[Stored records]
►
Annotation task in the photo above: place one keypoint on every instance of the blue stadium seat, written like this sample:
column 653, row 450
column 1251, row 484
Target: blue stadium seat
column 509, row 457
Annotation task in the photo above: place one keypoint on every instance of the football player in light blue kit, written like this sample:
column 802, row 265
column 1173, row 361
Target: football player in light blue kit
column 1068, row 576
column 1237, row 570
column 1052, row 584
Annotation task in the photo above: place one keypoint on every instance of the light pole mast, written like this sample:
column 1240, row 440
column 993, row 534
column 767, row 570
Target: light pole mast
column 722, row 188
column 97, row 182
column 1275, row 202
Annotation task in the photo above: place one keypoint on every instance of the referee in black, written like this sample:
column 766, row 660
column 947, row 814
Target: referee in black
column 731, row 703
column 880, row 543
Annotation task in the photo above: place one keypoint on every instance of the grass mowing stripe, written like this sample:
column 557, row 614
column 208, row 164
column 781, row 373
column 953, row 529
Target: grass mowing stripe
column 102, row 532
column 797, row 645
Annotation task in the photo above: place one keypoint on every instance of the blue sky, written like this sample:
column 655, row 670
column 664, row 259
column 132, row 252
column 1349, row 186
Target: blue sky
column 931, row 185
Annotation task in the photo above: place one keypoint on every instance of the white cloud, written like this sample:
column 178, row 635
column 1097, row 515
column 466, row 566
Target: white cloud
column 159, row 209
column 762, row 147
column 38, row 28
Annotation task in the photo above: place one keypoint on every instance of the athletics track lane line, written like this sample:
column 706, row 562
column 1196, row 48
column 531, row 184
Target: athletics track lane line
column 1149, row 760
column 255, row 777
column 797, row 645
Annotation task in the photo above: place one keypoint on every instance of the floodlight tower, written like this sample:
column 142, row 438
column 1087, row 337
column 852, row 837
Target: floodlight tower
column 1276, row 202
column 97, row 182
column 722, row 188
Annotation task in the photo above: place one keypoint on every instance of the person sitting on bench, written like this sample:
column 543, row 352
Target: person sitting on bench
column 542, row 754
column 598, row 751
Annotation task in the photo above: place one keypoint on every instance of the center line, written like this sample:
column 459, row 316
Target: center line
◄
* To do: Turn every line of the material above into a JSON list of strings, one string per line, and skip any blank lines.

* Exercise output:
[
  "Annotation task in the photo above: place one keypoint on every instance of the blue stadium seat, written like this sample:",
  "column 653, row 450",
  "column 1251, row 484",
  "Target: blue stadium seat",
  "column 509, row 457",
  "Annotation task in the photo above: place one keypoint on every instance of the football player in light blue kit, written like this sample:",
  "column 802, row 265",
  "column 1173, row 361",
  "Target: football player in light blue kit",
  "column 1068, row 576",
  "column 1237, row 570",
  "column 1052, row 584",
  "Annotation task in the photo above: place one keypoint on every instance of the light pole mast, written like this sample:",
  "column 1240, row 440",
  "column 993, row 534",
  "column 767, row 570",
  "Target: light pole mast",
  "column 722, row 188",
  "column 97, row 182",
  "column 1275, row 202",
  "Annotation task in the photo above: place one keypoint on every instance of the referee in black, written like this sample:",
  "column 766, row 660",
  "column 947, row 814",
  "Target: referee in black",
  "column 731, row 703",
  "column 880, row 543",
  "Annotation task in the photo above: place one keypoint on every instance of the grass mowing stripe, written like this sample:",
  "column 557, row 614",
  "column 208, row 164",
  "column 781, row 373",
  "column 953, row 529",
  "Target: grass mowing stripe",
  "column 102, row 532",
  "column 797, row 645",
  "Annotation task in the photo above: place one keypoint on every instance of the blue sky, written like this sample:",
  "column 655, row 670",
  "column 664, row 259",
  "column 132, row 252",
  "column 1349, row 186",
  "Target: blue sky",
  "column 931, row 185",
  "Annotation task in the photo above: place one keypoint on every instance of the white cloud, written like this sample:",
  "column 178, row 635",
  "column 1097, row 515",
  "column 466, row 566",
  "Target: white cloud",
  "column 159, row 209",
  "column 762, row 147",
  "column 38, row 28",
  "Annotation task in the photo above: place one keypoint on every instance of the athletics track lane line, written like this sample:",
  "column 706, row 562",
  "column 1196, row 48",
  "column 531, row 184",
  "Target: athletics track lane line",
  "column 1149, row 760",
  "column 255, row 777",
  "column 797, row 645",
  "Annotation task in the photo above: place one keypoint on every instance of the floodlight tower, written like this sample:",
  "column 142, row 438",
  "column 1087, row 337",
  "column 852, row 837",
  "Target: floodlight tower",
  "column 1276, row 202",
  "column 97, row 182",
  "column 722, row 188",
  "Annotation task in the photo above: place one keypoint on every instance of the person sitting on bench, written like this sample:",
  "column 543, row 352",
  "Target: person sitting on bench",
  "column 542, row 754",
  "column 598, row 751",
  "Annotation task in the photo above: place one keypoint on every instance of the center line, written like this sample:",
  "column 459, row 316",
  "Target: center line"
]